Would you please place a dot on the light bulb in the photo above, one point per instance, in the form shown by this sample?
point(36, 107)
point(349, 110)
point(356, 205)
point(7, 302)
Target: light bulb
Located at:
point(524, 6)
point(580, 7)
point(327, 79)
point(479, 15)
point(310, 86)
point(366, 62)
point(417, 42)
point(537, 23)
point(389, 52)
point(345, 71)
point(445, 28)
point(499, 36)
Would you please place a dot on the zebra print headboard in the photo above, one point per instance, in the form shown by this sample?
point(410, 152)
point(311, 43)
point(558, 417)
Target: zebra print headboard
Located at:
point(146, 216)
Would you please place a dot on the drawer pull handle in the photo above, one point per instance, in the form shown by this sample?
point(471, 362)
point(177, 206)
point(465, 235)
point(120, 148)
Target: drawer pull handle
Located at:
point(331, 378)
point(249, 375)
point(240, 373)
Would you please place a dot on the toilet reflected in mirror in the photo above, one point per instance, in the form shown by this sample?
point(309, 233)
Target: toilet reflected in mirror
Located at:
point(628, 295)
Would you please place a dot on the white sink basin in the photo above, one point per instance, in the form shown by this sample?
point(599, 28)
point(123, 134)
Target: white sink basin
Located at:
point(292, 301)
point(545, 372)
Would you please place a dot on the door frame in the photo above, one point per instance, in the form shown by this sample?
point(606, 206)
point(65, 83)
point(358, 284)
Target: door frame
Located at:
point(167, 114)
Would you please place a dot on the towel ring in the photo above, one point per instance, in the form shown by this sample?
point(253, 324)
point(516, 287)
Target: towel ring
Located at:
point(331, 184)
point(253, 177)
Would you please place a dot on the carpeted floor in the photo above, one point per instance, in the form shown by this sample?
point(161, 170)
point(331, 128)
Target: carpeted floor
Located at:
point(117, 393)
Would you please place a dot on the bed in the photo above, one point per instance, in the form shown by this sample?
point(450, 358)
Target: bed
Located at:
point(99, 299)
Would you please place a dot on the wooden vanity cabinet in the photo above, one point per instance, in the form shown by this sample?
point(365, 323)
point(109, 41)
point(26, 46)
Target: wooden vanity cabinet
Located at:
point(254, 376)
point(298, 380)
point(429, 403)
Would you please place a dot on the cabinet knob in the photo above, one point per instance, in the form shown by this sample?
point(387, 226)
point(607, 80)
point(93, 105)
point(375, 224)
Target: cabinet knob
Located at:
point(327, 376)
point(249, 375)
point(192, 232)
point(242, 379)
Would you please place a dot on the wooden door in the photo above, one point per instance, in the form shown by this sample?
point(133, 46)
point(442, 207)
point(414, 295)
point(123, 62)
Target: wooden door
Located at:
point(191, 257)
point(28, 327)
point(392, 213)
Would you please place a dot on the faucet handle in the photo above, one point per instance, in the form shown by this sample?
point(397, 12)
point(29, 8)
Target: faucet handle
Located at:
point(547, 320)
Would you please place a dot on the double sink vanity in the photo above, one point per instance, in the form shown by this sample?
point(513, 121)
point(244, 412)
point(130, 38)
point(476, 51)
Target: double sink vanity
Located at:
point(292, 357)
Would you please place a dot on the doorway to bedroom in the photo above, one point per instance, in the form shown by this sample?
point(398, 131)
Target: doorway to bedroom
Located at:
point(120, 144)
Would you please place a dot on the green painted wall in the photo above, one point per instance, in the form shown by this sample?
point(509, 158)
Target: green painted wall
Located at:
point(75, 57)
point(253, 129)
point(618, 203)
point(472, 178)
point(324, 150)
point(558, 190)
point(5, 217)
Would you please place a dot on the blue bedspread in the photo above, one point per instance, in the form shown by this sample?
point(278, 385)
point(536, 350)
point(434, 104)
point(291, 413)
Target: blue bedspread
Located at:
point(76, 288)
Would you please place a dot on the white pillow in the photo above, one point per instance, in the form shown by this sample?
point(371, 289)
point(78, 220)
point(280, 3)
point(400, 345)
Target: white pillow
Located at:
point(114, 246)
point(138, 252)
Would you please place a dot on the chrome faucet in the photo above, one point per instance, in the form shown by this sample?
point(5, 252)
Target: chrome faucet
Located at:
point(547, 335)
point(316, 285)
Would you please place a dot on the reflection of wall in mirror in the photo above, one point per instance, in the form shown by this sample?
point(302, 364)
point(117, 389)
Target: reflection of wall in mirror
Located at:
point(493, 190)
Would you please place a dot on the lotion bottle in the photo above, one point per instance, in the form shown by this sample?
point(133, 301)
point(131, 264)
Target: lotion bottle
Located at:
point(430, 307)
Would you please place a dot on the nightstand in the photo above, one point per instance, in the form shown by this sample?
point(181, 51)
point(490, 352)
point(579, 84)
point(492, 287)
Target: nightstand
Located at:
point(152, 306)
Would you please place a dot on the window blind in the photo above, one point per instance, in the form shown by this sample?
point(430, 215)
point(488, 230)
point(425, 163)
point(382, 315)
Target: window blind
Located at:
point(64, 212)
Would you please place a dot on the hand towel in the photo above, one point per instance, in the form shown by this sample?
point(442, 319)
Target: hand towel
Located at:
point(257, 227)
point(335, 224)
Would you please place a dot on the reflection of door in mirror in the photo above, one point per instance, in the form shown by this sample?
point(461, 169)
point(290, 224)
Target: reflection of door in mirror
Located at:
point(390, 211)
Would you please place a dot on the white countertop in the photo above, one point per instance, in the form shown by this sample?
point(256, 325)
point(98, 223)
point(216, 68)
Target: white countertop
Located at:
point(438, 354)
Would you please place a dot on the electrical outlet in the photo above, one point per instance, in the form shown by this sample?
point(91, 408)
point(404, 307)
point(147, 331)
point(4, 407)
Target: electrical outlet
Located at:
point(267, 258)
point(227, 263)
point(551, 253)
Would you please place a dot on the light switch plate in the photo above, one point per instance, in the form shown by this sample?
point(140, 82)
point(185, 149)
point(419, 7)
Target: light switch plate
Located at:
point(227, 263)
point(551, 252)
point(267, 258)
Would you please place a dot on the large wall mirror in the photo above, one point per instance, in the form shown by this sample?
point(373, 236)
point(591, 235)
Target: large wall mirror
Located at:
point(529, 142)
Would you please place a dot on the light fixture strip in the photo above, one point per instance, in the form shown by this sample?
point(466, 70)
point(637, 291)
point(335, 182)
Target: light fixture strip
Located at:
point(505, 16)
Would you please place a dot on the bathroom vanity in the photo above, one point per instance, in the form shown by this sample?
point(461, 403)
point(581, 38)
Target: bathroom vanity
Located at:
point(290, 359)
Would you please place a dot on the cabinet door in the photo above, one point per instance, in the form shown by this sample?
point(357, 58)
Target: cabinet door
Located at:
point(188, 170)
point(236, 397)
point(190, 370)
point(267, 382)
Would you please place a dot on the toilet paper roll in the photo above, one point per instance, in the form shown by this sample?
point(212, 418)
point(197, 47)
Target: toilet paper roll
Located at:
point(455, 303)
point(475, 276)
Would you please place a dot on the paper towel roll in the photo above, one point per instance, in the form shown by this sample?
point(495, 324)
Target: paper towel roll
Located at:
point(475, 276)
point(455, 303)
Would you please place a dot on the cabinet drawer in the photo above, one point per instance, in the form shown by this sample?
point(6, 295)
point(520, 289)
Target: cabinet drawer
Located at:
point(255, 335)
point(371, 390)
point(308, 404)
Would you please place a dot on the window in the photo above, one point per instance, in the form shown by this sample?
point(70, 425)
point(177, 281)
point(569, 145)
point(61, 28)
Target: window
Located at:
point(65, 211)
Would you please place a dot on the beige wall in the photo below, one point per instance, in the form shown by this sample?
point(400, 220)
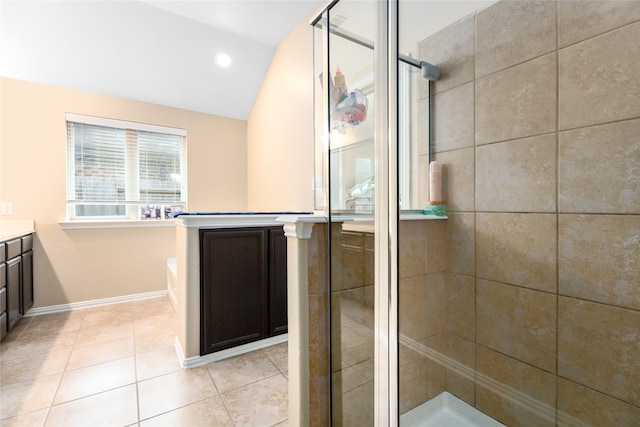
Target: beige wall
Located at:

· · · · · · ·

## Work required
Could you edit all the items above so that every "Located at" reads "Found at", with nothing else changed? Omit the pictures from your answer.

## Correct answer
Would you please place a dot on the light bulb in the photo above, one point per instance, in the form shown by this sample?
point(36, 107)
point(349, 110)
point(356, 205)
point(7, 302)
Target: light bulb
Found at:
point(524, 6)
point(580, 7)
point(327, 79)
point(479, 15)
point(310, 86)
point(366, 62)
point(417, 42)
point(537, 23)
point(389, 52)
point(345, 71)
point(445, 28)
point(499, 36)
Would you please place a dot on the zebra print headboard in the photo above, one point per instance, in the form shown by this sample?
point(410, 152)
point(311, 43)
point(558, 417)
Target: zebra print headboard
Found at:
point(146, 216)
Would you please place a dot on the drawer pull handle in the photo above, one point per instance, in the form shown by this sample?
point(471, 362)
point(177, 206)
point(465, 235)
point(120, 148)
Target: drawer pull handle
Found at:
point(331, 378)
point(249, 375)
point(240, 373)
Would you please place a dot on the toilet reflected in mirror in the photo above, one point per instance, in the form shown by this sample?
point(309, 233)
Target: toilet reflected in mirror
Found at:
point(628, 295)
Would you please place a dot on the white sink basin in the photo above, one point per instance, in the form shown by this sample?
point(599, 28)
point(123, 134)
Target: white sink basin
Found at:
point(292, 301)
point(545, 372)
Would you please place a dot on the door frame in the photo above, one point per instance, in the form shown by this sample?
point(606, 206)
point(65, 83)
point(358, 284)
Target: door frame
Found at:
point(167, 114)
Would you please place a dot on the towel ring in the photo above, one point per instance, in the form shown by this sample?
point(253, 324)
point(516, 287)
Target: towel ring
Found at:
point(331, 184)
point(253, 177)
Would you please place a dot on the carpeted floor in the photo above, one point per instance, in the form shown by this sample?
point(161, 170)
point(331, 128)
Target: carpeted floor
Found at:
point(117, 393)
Would you please place a dot on the bed in the photo above, one point per instance, in the form shown by this sample?
point(450, 358)
Target: bed
Found at:
point(99, 299)
Would you please place a dot on the wooden vanity cabinet in the photo above, one point per instance, in the form shown by this sample?
point(365, 323)
point(109, 41)
point(26, 46)
Target: wooden vanity cabinet
Found at:
point(254, 376)
point(298, 380)
point(429, 403)
Would you please place a dot on the cabinet knob in the photo above, one point per instance, in the form shown by this sample?
point(387, 226)
point(607, 80)
point(93, 105)
point(375, 224)
Target: cabinet knob
Found at:
point(327, 376)
point(249, 375)
point(192, 232)
point(242, 379)
Would you please place a dot on the wooden door in the photo above, one point per instance, in the form shown by this sample?
point(133, 46)
point(442, 207)
point(414, 295)
point(123, 62)
Target: wooden door
Found at:
point(191, 257)
point(28, 327)
point(392, 213)
Would you please place a dot on the faucet handle in the photo above, one point per instance, in the form shown by this sample?
point(397, 12)
point(29, 8)
Target: faucet handle
Found at:
point(547, 320)
Would you please place a dot on the double sink vanity in the photo above, one point per instance, in the form shown by this sample?
point(513, 121)
point(244, 412)
point(130, 38)
point(476, 51)
Target: double sink vanity
Found at:
point(292, 357)
Would you please place a dot on the doorway to bedroom in the photo above, one point per instance, in the form shown by this sample?
point(398, 131)
Target: doorway to bedroom
Found at:
point(120, 144)
Would you please place a dot on the green painted wall in the photo above, one point per instance, in the form shown by this sample?
point(509, 158)
Target: green painted wall
Found at:
point(75, 57)
point(253, 129)
point(618, 203)
point(472, 178)
point(324, 150)
point(558, 190)
point(5, 217)
Would you please place a dot on the blue bedspread in the photo above, one point per instance, in the form shown by this sample?
point(278, 385)
point(536, 350)
point(434, 104)
point(291, 413)
Target: blue bedspread
Found at:
point(76, 288)
Would you please place a dot on the white pillow in the photo above, one point per instance, in the form shown by this sample?
point(371, 289)
point(78, 220)
point(280, 3)
point(400, 345)
Target: white pillow
Found at:
point(114, 246)
point(138, 252)
Would you please place a dot on the chrome faucet in the photo above, one point per instance, in the form shown by this sample?
point(5, 252)
Target: chrome faucet
Found at:
point(547, 335)
point(316, 285)
Would you please place a dot on the reflection of wall in mirror in the photo above, one point per instance, in the form shown by this sample?
point(302, 364)
point(117, 389)
Target: reflection of wall in mirror
Found at:
point(493, 190)
Would you please place a dot on the lotion bottle in the photo above, one point per instance, in the form shown by this sample?
point(133, 301)
point(131, 264)
Target: lotion bottle
Found at:
point(430, 307)
Would you please place a dot on the nightstand in the photo above, one point per instance, in the form shown by this sample?
point(181, 51)
point(490, 352)
point(579, 84)
point(492, 287)
Target: nightstand
Found at:
point(152, 306)
Would you please place a dot on the window blind in the photo above, one point per instance, in the form shown by this sample?
point(430, 215)
point(488, 230)
point(425, 163)
point(382, 315)
Target: window blind
Found at:
point(64, 212)
Would you please place a dot on the hand towel in the photo above, one point per instance, in the form shown by this sample?
point(442, 319)
Target: hand towel
Found at:
point(257, 227)
point(335, 224)
Would you please place a dot on the reflection of door in mirror in the photo above, one point per instance, in the form shown by this sample?
point(461, 169)
point(290, 224)
Target: reflection of door in mirror
Found at:
point(390, 211)
Would you please place a dot on the white countertop in the photo above, one point per instance, in the form shown by this sample?
point(256, 325)
point(98, 223)
point(216, 68)
Target: white countertop
Found at:
point(438, 354)
Would you please place a dot on the electrical outlet in the photo above, one point per instance, in the form shown by this sample?
point(91, 408)
point(404, 307)
point(147, 331)
point(4, 407)
Target: electrical outlet
Found at:
point(267, 258)
point(227, 263)
point(551, 253)
Would you please place a dot on the light switch plate in the photo above, one point per instance, in the form shown by this sample?
point(140, 82)
point(185, 149)
point(419, 7)
Target: light switch plate
Found at:
point(227, 263)
point(551, 252)
point(267, 258)
Would you please place a dot on the large wall mirror in the photo above, one point per instance, in the form shown by this sample?
point(373, 236)
point(591, 235)
Target: large wall mirror
Found at:
point(529, 142)
Would you please place a dot on the light fixture strip in the photo above, one point per instance, in the form shown by this sample?
point(466, 70)
point(637, 291)
point(335, 182)
Target: light fixture strip
Found at:
point(505, 16)
Would you please place a dot on the bathroom vanity in the photo above, one point per instance, in the form shown by this sample?
point(461, 403)
point(581, 38)
Target: bathroom vanity
Found at:
point(290, 359)
Would you please place a dot on the cabinet door in the photo above, one point per instance, in the form shown by this sample?
point(357, 58)
Target: cabinet door
Found at:
point(188, 170)
point(236, 397)
point(190, 370)
point(267, 382)
Would you please place a dot on the toilet paper roll in the photo above, one point per instance, in the form shown by this sample?
point(212, 418)
point(197, 47)
Target: toilet paper roll
Found at:
point(455, 303)
point(475, 276)
Would you please place a dot on the paper towel roll in the photo above, one point per instance, in the form shown by this sample?
point(495, 324)
Target: paper towel roll
Found at:
point(475, 276)
point(455, 303)
Would you please place a dot on the cabinet drawer in the photo above, one point per instance, in the form shown by this sample?
point(6, 295)
point(520, 289)
Target: cabinet drawer
Found at:
point(255, 335)
point(371, 390)
point(308, 404)
Would you please place a dot on the window in the photo above, one point per instance, in the form shown by this sample?
point(70, 425)
point(177, 281)
point(569, 145)
point(61, 28)
Target: window
Found at:
point(65, 211)
Would you please place a dot on the beige wall in the photo below, one point per instance, in the form shown by this sample?
point(400, 220)
Target: beige wall
Found at:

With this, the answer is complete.